## [WHAT IS REQUIRED]
Edit the items from the line containing "of the pink" through the end of the items, replacing "thickest" with "widest" and leaving everything else unchanged.

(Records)
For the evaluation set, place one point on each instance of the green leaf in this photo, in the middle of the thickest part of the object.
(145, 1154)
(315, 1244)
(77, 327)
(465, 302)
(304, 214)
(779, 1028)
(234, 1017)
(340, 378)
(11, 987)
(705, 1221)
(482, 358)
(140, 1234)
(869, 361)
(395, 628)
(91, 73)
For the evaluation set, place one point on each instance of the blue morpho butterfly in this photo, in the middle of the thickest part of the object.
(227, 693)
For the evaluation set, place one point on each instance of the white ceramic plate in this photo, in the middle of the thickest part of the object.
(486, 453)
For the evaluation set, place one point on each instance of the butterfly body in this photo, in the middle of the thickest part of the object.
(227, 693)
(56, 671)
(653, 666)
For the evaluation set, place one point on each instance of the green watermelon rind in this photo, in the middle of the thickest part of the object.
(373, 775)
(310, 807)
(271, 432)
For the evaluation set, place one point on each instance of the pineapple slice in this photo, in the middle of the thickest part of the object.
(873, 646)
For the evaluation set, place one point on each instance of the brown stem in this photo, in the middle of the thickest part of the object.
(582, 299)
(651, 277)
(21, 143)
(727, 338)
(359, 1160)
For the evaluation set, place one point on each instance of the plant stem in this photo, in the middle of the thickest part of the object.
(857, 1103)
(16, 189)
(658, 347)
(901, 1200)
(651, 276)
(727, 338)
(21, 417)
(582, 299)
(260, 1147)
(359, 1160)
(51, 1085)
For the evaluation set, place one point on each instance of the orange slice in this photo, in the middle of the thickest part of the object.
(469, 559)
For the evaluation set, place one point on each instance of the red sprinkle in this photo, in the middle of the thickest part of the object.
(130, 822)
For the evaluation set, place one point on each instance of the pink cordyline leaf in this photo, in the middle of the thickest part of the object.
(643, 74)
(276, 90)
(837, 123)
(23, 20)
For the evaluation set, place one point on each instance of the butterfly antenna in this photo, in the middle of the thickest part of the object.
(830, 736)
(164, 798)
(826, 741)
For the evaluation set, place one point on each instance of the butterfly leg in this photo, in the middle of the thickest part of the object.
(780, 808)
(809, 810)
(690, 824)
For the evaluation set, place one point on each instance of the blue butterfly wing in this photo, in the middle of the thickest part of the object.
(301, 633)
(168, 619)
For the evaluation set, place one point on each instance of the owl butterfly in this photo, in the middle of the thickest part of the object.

## [REPLY TO THE EXERCISE]
For the evaluation set, place one point on each instance of the pink cordyline leaf in this photo, in the middle of the widest part of the object.
(643, 74)
(276, 90)
(837, 123)
(23, 20)
For the evaluation set, place one point on each instance of the butterfly antenna in this photo, in the middle of the widest part of the object.
(830, 736)
(164, 798)
(826, 741)
For the evaluation set, place one point on each instance of the butterfly leg in this photo, in the middle of the widest part of the object.
(780, 808)
(809, 810)
(690, 824)
For the evaluation set, place one point on each instance of the blue butterfly wing in this photo, in the middle of the widest part of the object.
(301, 633)
(168, 619)
For the evaluation set, place one point on each instance of the owl butterfly in this photo, in the middle of the widest part of the object.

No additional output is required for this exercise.